*** Records to process ***
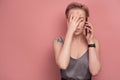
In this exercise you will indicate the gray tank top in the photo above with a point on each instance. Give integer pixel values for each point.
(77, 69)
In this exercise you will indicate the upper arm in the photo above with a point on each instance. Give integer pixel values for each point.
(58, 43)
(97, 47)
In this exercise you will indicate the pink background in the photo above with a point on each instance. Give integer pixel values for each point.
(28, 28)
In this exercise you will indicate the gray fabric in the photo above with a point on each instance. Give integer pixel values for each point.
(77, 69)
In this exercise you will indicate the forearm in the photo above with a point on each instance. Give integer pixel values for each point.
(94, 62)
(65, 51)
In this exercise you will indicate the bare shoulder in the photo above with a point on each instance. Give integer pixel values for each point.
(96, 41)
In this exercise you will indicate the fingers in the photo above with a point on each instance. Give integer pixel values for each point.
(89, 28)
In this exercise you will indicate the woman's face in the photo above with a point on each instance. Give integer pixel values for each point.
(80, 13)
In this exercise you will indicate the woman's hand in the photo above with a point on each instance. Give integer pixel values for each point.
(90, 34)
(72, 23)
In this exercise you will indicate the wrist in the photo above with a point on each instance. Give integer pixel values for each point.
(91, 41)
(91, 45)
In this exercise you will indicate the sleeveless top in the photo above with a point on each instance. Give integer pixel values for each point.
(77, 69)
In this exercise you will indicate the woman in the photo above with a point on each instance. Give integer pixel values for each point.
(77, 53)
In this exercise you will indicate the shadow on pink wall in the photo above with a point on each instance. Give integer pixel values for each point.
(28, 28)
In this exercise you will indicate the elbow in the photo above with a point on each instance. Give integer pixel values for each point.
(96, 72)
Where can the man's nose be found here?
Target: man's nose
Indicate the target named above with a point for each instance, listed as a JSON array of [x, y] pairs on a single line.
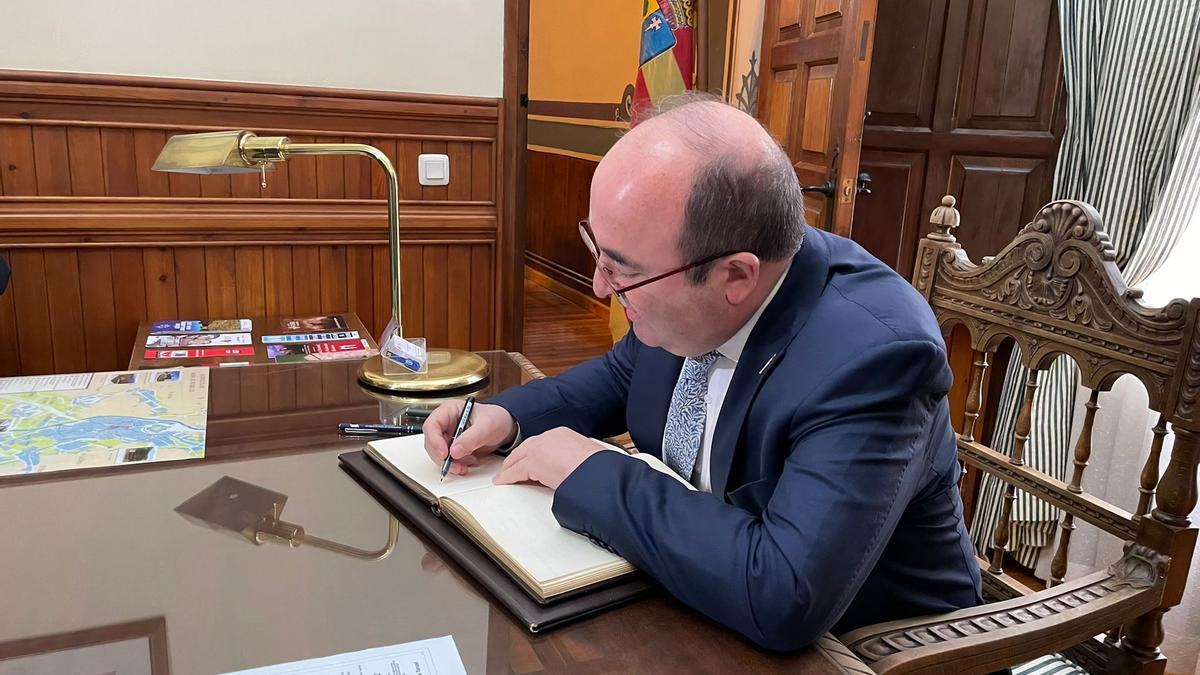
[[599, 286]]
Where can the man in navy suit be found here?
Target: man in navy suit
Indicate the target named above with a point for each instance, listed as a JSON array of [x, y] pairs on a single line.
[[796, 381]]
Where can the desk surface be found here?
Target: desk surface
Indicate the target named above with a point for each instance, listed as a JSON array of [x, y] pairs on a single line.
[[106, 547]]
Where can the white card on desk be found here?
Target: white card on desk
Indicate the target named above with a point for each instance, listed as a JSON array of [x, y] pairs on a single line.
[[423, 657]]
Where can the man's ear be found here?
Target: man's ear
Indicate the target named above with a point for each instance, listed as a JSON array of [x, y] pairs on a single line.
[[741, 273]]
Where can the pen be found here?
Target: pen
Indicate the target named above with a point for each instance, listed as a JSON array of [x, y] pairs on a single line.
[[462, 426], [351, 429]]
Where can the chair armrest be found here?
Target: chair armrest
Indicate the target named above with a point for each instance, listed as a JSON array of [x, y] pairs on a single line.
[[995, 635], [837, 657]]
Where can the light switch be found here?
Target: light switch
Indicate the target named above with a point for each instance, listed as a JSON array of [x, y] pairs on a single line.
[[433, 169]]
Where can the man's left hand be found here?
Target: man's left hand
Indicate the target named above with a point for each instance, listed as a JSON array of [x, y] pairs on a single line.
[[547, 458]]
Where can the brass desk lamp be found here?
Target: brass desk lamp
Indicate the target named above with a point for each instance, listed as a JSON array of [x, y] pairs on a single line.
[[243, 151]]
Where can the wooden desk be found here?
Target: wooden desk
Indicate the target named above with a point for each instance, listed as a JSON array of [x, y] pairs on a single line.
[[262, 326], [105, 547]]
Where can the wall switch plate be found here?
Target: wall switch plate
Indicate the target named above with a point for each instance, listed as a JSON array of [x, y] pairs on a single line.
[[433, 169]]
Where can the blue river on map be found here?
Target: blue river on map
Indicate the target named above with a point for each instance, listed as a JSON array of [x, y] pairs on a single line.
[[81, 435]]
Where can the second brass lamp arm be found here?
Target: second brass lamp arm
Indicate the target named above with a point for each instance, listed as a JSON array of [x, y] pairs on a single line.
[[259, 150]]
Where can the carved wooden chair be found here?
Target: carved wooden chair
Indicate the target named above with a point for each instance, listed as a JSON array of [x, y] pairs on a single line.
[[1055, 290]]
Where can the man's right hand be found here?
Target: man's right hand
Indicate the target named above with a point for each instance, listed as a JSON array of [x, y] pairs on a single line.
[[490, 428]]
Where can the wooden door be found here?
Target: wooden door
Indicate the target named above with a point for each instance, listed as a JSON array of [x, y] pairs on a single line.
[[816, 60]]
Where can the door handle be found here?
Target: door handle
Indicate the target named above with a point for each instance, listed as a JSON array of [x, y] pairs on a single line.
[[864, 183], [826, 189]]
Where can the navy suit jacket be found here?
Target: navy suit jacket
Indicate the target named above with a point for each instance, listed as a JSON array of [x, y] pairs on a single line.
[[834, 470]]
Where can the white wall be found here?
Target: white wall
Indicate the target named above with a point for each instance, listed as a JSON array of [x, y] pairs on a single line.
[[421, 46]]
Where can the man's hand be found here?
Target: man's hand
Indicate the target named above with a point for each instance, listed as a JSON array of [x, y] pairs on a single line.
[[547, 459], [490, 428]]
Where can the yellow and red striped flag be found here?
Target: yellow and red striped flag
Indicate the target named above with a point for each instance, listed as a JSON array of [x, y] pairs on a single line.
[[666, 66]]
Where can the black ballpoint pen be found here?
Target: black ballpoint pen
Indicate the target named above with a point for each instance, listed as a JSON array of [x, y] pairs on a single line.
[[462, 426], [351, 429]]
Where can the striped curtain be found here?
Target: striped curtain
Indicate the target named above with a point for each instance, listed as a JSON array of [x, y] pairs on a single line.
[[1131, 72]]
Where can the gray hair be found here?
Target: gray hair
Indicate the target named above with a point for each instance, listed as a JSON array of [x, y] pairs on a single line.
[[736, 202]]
*** End of Records to process ***
Would you output all of the entries above exactly, keeping the pictures out?

In this exercise you will indicate the gray tank top in the photo above with a point on each instance. Give integer pixel values for each point.
(77, 69)
In this exercise you will indicate the upper arm in the photo above with a point on each instance. Give integer pixel values for each point.
(58, 43)
(97, 47)
In this exercise you will indicate the pink background in the photo above with a point on each instance. Give integer pixel values for each point.
(28, 28)
In this exercise you will indicate the gray fabric in the photo above with a point on each instance. Give integer pixel values for each point.
(77, 69)
In this exercise you will indicate the forearm in the photo above with a point on each instance. Give integer pixel values for each point.
(94, 62)
(65, 51)
In this exercise you will indicate the bare shoulder in the photo above with a point on each instance. Give integer pixel values for each point.
(96, 41)
In this exercise you will indicate the fingers in the photo above with a point on each instance. Give integer pixel values for each point.
(89, 28)
In this exercise you will indicate the woman's face in the photo above with a point on each instance. Give integer pixel values for each point.
(80, 13)
In this exercise you will indicate the woman's hand in the photo above with a point on each instance. Give integer pixel values for each point.
(90, 34)
(72, 23)
In this exercise you will indicate the wrist in the photo above with a point on each instance. Give integer pixel values for each point.
(91, 41)
(91, 45)
In this exercise you will indicate the sleeveless top in the photo above with a point on each instance. Give integer pixel values for each point.
(77, 69)
In this exercise you will indicate the woman in the photo above with a point on each instance. Give integer pixel values for each point.
(77, 53)
In this exercise you will indicate the shadow on pink wall in the photo above with a point on each instance. Give integer pixel values for each point.
(28, 28)
In this exercise you will indicate the elbow in the photo above with a point on each instance. Give integer pixel values for each point.
(96, 72)
Where can the man's nose be found here?
Target: man's nose
Indicate the target named above with a point for each instance, listed as a JSON array of [x, y] pairs on a single line.
[[599, 286]]
Where can the man in navy suit be found here?
Target: man in navy suit
Indicate the target named above with a point for each instance, listed as a JSON array of [x, y] pairs on a single line.
[[796, 381]]
Where can the desk surface be found here?
Target: desk surface
Indicate the target named above with a point for each instance, listed as a JSON array of [x, y] pairs on a single line.
[[106, 547]]
Where can the white card on desk be found here?
Target: white card on desk
Indicate the target named above with a point for each instance, listed as a JSON array of [x, y] pairs on a single line.
[[423, 657]]
Where can the man's ear be found here?
Target: man's ear
Indicate the target named above with a point for each instance, listed as a JSON array of [x, y] pairs on a single line.
[[741, 273]]
Where can the pen be found here?
Target: pen
Indicate the target named above with a point for each instance, listed as a JSON array of [x, y] pairs on a single line.
[[462, 426], [351, 429]]
Where can the chair armrest be found here?
Target: chair armrest
Indicate the target named above with a point for each instance, listed as a JSON array of [x, y] pairs on a single line.
[[995, 635], [837, 657]]
Where can the light switch be found here?
Target: light switch
Indicate the target named above with a point for each instance, listed as a JSON array of [x, y] pairs on a single line.
[[433, 169]]
Where can the man's left hand be found here?
Target: man's left hand
Indicate the target named above with a point for each instance, listed as a JSON array of [x, y] pairs on a single line.
[[547, 458]]
Where can the brass desk lamp be found here?
Target: brass desk lamp
Indicate the target named above with a point for each instance, listed as a JSON array of [x, y] pairs on a single line.
[[243, 151]]
Where can the wooden desk be found here?
Target: wooden desk
Indicate the target named above with a point for each instance, listed as a JSON array of [x, y] pairs on a single line.
[[262, 326], [105, 547]]
Where can the wall switch plate be found here?
Target: wall switch plate
Indicate the target named above with a point for each instance, listed as a JSON array of [x, y] pairs on a single line.
[[433, 169]]
Where can the blue river on map be found here?
Target: blue river on map
Indicate the target named above with a point for each instance, listed as a JSON array of [x, y] pairs on a single line.
[[81, 435]]
Where can the second brass lamp arm be found here?
Target: second brass lamp arm
Indicate the target named above with a point for each instance, listed as a JSON array of [x, y] pairs on a single line.
[[259, 150]]
Where can the carved wooden chair be found here?
Target: carved wooden chair
Indicate the target named above with a point for each instance, listed as a JSON array of [x, y] pairs on a single line.
[[1055, 290]]
Where can the man's right hand be found here?
Target: man's right hand
Indicate the target named above with a point for each instance, listed as a JSON array of [x, y] pairs on a single line.
[[490, 428]]
Where can the wooden door be found here?
Target: wooden door
Indicate the target named above with a point for each instance, listed as a JSON array of [x, y] pairs on a single line.
[[816, 60]]
Where can the door handle be found here?
Target: door handle
Indicate the target named above with a point for each instance, listed as a JSON array of [x, y] pairs on a single line.
[[864, 183], [826, 189]]
Where can the navy suit jacket be found here?
Target: navy suit jacket
Indicate the target named above with a point for each instance, listed as a JSON array of [x, y] pairs on a single line.
[[834, 470]]
Where can the white wall be found here?
Target: white wall
Indicate the target named above with a point for each instance, listed as a JSON array of [x, y] pairs on a single line.
[[421, 46]]
Where can the man's hand be found here?
Target: man's hand
Indicate the target named above with a point for each instance, listed as a JSON array of [x, y] pairs on a single line.
[[547, 459], [490, 428]]
Where can the yellow and red striped flag be found here?
Target: yellow and red striped flag
Indicate the target named above with a point for each instance, listed as a JSON array of [x, y] pairs on a single line.
[[666, 66]]
Where can the black ballpoint pen be found here?
Target: black ballpoint pen
Indicate the target named above with a point for each instance, listed as a JSON array of [x, y] pairs on a single line.
[[462, 426], [351, 429]]
Where can the striped curtain be found here?
Target: striped curtain
Indicate the target named above with a point for each instance, listed as a JSON array of [x, y] pairs on a single line.
[[1131, 72]]
Where can the gray hair be found here?
Target: gray hair
Indicate the target named above with a point for each instance, listed as a JSON array of [x, y] pairs on a single line.
[[736, 202]]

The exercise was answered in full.